(Source records)
-- Opening Marker --

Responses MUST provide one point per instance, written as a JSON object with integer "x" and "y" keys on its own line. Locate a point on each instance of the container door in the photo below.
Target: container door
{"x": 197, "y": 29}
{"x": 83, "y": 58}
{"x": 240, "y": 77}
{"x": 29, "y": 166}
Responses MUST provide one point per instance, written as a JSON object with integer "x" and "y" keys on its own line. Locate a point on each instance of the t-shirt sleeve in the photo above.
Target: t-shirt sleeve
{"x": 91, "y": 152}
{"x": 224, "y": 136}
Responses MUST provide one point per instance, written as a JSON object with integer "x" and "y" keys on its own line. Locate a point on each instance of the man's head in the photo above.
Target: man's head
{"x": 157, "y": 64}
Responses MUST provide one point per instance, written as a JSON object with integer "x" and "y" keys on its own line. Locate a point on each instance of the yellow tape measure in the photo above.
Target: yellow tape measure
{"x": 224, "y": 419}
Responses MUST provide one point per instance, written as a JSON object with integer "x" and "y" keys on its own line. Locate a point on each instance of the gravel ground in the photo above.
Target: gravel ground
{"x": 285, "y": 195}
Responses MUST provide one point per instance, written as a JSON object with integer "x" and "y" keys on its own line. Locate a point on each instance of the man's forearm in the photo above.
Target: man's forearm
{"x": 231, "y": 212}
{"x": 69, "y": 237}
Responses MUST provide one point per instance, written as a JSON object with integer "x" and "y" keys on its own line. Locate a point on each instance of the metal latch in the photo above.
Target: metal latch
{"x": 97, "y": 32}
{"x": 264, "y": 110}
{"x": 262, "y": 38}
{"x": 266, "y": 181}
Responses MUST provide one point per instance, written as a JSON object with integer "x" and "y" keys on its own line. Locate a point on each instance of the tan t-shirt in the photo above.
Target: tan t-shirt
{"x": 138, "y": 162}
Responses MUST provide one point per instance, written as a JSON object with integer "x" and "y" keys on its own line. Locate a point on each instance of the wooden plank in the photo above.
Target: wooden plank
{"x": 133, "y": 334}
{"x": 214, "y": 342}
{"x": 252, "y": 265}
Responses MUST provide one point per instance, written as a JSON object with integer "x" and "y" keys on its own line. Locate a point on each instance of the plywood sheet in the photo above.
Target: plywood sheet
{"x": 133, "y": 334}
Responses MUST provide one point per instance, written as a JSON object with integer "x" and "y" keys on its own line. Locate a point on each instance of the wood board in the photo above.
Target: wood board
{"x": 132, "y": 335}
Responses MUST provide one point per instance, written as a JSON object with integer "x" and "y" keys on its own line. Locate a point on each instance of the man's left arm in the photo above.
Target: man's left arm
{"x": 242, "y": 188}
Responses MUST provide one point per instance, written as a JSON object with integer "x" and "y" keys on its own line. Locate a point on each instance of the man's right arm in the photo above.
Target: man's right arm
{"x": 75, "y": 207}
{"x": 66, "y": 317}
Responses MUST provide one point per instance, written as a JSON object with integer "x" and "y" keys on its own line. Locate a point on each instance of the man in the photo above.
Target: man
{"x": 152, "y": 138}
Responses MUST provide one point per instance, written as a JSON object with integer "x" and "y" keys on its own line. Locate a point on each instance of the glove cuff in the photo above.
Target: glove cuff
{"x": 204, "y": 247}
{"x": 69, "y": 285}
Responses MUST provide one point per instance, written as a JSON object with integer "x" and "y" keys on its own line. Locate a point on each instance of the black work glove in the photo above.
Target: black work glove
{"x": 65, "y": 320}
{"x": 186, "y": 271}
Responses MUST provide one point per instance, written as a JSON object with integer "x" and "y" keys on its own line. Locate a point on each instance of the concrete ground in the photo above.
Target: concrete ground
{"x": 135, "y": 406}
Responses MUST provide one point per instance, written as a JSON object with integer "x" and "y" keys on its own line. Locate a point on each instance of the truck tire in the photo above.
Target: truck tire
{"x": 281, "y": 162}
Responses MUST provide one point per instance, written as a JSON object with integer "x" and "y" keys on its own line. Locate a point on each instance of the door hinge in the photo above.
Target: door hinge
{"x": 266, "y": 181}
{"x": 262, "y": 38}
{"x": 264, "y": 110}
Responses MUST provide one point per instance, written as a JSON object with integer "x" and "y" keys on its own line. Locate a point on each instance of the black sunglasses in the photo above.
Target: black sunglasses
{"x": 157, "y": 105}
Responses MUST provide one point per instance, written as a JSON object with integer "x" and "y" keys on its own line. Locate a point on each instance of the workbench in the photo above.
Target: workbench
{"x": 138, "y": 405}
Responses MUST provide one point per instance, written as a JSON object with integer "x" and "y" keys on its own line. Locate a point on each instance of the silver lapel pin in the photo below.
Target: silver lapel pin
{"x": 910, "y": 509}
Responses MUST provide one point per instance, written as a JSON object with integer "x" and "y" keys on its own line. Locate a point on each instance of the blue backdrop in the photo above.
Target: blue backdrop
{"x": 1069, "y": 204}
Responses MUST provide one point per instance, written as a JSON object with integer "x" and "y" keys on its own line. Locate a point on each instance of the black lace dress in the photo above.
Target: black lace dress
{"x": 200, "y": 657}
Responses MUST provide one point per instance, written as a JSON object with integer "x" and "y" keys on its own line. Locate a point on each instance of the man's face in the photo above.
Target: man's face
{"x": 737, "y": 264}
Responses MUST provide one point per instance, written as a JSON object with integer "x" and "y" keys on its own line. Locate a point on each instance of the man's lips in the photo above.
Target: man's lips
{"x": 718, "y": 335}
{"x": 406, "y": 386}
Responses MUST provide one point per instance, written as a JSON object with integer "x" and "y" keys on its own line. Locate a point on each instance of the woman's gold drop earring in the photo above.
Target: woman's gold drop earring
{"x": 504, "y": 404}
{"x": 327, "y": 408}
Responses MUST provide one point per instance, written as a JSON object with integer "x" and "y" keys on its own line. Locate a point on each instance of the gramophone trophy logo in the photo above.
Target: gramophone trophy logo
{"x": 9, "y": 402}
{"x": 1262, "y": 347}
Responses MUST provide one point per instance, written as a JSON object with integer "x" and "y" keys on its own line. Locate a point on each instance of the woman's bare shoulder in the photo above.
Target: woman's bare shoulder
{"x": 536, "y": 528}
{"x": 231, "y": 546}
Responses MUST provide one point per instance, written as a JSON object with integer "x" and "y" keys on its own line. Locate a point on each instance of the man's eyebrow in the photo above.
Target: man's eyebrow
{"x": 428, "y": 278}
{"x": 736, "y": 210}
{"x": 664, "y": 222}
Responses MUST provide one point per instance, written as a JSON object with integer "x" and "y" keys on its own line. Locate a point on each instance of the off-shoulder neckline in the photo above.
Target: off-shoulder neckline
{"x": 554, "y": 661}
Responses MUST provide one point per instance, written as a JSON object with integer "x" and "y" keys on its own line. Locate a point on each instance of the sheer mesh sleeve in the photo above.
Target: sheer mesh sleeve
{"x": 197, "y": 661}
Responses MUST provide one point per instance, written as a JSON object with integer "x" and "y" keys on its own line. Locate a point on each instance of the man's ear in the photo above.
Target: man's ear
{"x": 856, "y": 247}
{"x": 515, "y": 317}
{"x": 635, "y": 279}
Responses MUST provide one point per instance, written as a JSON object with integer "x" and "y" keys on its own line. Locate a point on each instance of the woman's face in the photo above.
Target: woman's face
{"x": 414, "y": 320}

-- Closing Marker --

## Problem
Retype every record above exactly as it appears.

## Exercise answer
Responses MUST provide one point per instance, written as a JSON object with integer "x" and "y" keys on its own line. Locate a point on each instance of the container door in the photo below.
Target: container door
{"x": 197, "y": 29}
{"x": 83, "y": 58}
{"x": 240, "y": 77}
{"x": 29, "y": 166}
Responses MUST provide one point per instance, written as a JSON object with integer "x" and "y" keys on its own line. Locate a point on each instance of the t-shirt sleeve in the photo above.
Target: t-shirt sleeve
{"x": 91, "y": 152}
{"x": 224, "y": 136}
Responses MUST provide one point per instance, written as a JSON object with integer "x" and "y" keys on its own line. Locate a point on each instance of the man's head in the photo above.
Target: man's head
{"x": 157, "y": 64}
Responses MUST provide one point per instance, written as a JSON object with integer "x" and "y" keys on its own line. Locate a point on each instance of the yellow tape measure in the photo above.
Target: yellow tape measure
{"x": 224, "y": 419}
Responses MUST provide one point per instance, written as a JSON object with integer "x" and "y" keys on its own line. Locate a point on each instance of the gravel ground in the photo above.
Target: gravel ground
{"x": 285, "y": 195}
Responses MUST provide one point per instance, written as a JSON object with integer "x" and "y" keys on its own line. Locate a point on each instance of the man's forearm in the photo above.
Target: man's forearm
{"x": 231, "y": 212}
{"x": 69, "y": 237}
Responses MUST provide one point per instance, written as a JSON object with integer "x" and "y" keys on its own line. Locate a point on each instance of the metal latch in the photo above.
Target: metal latch
{"x": 97, "y": 32}
{"x": 264, "y": 110}
{"x": 262, "y": 38}
{"x": 266, "y": 181}
Responses MUST provide one point per instance, written as a JSON object with integer "x" and "y" keys on its own line. Locate a point on each instance of the tan t-shirt in the photo above.
Target: tan t-shirt
{"x": 138, "y": 162}
Responses MUST provide one point per instance, written as a JSON object with integer "x" and "y" keys on its own line. Locate a point on each instance of the wooden plank in the photo above.
Target: wooden plank
{"x": 133, "y": 334}
{"x": 214, "y": 342}
{"x": 252, "y": 265}
Responses MUST provide one point per instance, written as a JSON object with integer "x" and "y" keys on its own line. Locate a point on each instance of the plywood sheet in the photo above.
Target: plywood sheet
{"x": 133, "y": 334}
Responses MUST provide one point per instance, written as a JSON object with integer "x" and "y" keys on its own line. Locate a point on each instance of the wood board in the photo above.
Target: wood board
{"x": 132, "y": 335}
Responses MUST provide one point per instance, written as a JSON object with integer "x" and "y" keys on its own line. Locate a point on each instance of the man's left arm in the photo above.
Target: man's left arm
{"x": 242, "y": 188}
Responses MUST provide one point per instance, written as a JSON object with integer "x" and "y" keys on its own line. Locate a point on each instance of the man's right arm in the photo above.
Target: man's right arm
{"x": 75, "y": 207}
{"x": 66, "y": 317}
Responses MUST provide one point per instance, written as a JSON object with integer "x" and "y" keys on its own line. Locate a point on each instance of the man in the photo above.
Target: man
{"x": 152, "y": 138}
Responses MUST provide one point per instance, written as a JSON object with integer "x" and "y" keys on its own line. Locate a point on each instance of the glove cuff in the photo above.
Target: glove cuff
{"x": 204, "y": 247}
{"x": 69, "y": 285}
Responses MUST provide one point per instance, written as a JSON object with integer "x" and "y" keys on its own line. Locate a point on each instance of the black work glove in the photo above.
Target: black work glove
{"x": 65, "y": 320}
{"x": 186, "y": 271}
Responses MUST provide one point per instance, written as a JSON object with integer "x" and "y" keys on its own line. Locate a point on each instance of the concrete ground in the photo above.
Target: concrete ground
{"x": 135, "y": 406}
Responses MUST provide one point per instance, written as a JSON object with integer "x" and "y" keys on its own line. Locate a point on each instance of the truck tire in the photo above.
Target: truck tire
{"x": 281, "y": 162}
Responses MUST provide one point per instance, written as a JSON object with integer "x" and "y" keys on its own line. Locate a point on each instance of the door hinge in the photo above.
Target: door hinge
{"x": 266, "y": 181}
{"x": 262, "y": 38}
{"x": 264, "y": 110}
Responses MUST provide one point per instance, written as a JSON object with integer "x" and "y" keys on its own line. Locate a point on each instance of the black sunglasses in the photo above.
Target: black sunglasses
{"x": 157, "y": 105}
Responses MUST provide one point per instance, written as a JSON object with integer "x" and "y" keys on its own line. Locate a point on each instance of the workbench in the photo above.
Target: workbench
{"x": 138, "y": 405}
Responses MUST provide one point per instance, written as a JSON object with integer "x" and "y" keys on its own line. Locate a point on each instance of the silver lapel pin in the photo below.
Target: silver lapel pin
{"x": 910, "y": 509}
Responses MUST provide one point per instance, written as a JSON object with integer "x" and "y" keys on its own line. Locate a point on each instance of the blue backdrop in the photo above.
Target: blue backdrop
{"x": 1069, "y": 204}
Responses MUST provide one point per instance, written as a JSON object with integer "x" and "y" keys on its own line. Locate a point on each instance of the black lace dress in the photo above.
Target: black lace dress
{"x": 200, "y": 657}
Responses MUST provide one point per instance, written as a JSON object with integer "x" and "y" keys on its own line. Locate a point on each instance of the man's face in the photo above.
Target: man's face
{"x": 737, "y": 264}
Responses MUST provide one point per instance, written as a JSON object with integer "x" and "y" keys on its own line. Locate a point on each instance of the man's lips in the photo above.
Target: man's lips
{"x": 718, "y": 335}
{"x": 406, "y": 386}
Responses MUST provide one point per instance, written as a JSON object with integer "x" and "y" keys on its own line. Locate a point on each instance of the woman's gold drop earring in the photo above.
Target: woman's gold drop earring
{"x": 504, "y": 404}
{"x": 327, "y": 408}
Responses MUST provide one point per instance, written as a JSON object with integer "x" and "y" keys on its own line. Locate a point on each instance of the gramophone trophy logo in the photo above.
Target: gramophone trophy logo
{"x": 9, "y": 402}
{"x": 1262, "y": 347}
Responses MUST provide one point per instance, written as a JSON object with integer "x" and "y" keys on its own line. Locate a point on each instance of the woman's bare shoulder in the photo above.
Target: woman's bare shoulder
{"x": 536, "y": 528}
{"x": 231, "y": 546}
Responses MUST provide one point per instance, written as a JSON object with integer "x" and "y" keys on its own line. Locate a point on each instance of the man's eyebrow in the photo above.
Target: man's eyebrow
{"x": 428, "y": 278}
{"x": 736, "y": 210}
{"x": 664, "y": 222}
Responses MUST provide one point per instance, written as a JSON object with integer "x" and "y" keys on its own line. Locate a point on each instance of the off-shoulder neckline in the photo above.
Target: off-shoulder neckline
{"x": 554, "y": 661}
Responses MUST provide one point per instance, written as a JSON object with integer "x" and "y" keys on its own line. Locate a point on each instance of the sheer mesh sleeve in the photo above.
Target: sheer mesh sleeve
{"x": 197, "y": 661}
Responses MUST provide one point per instance, written as a JSON object with integer "x" and "y" keys on its own line. Locate a point on each instance of the man's ear in the photo above.
Target: man's ear
{"x": 856, "y": 247}
{"x": 515, "y": 317}
{"x": 635, "y": 279}
Responses MUST provide one point per instance, written as a JSON object with integer "x" and "y" keys on its own line. Locate a point on each instance of the woman's face in the photo above.
Target: woman's face
{"x": 414, "y": 320}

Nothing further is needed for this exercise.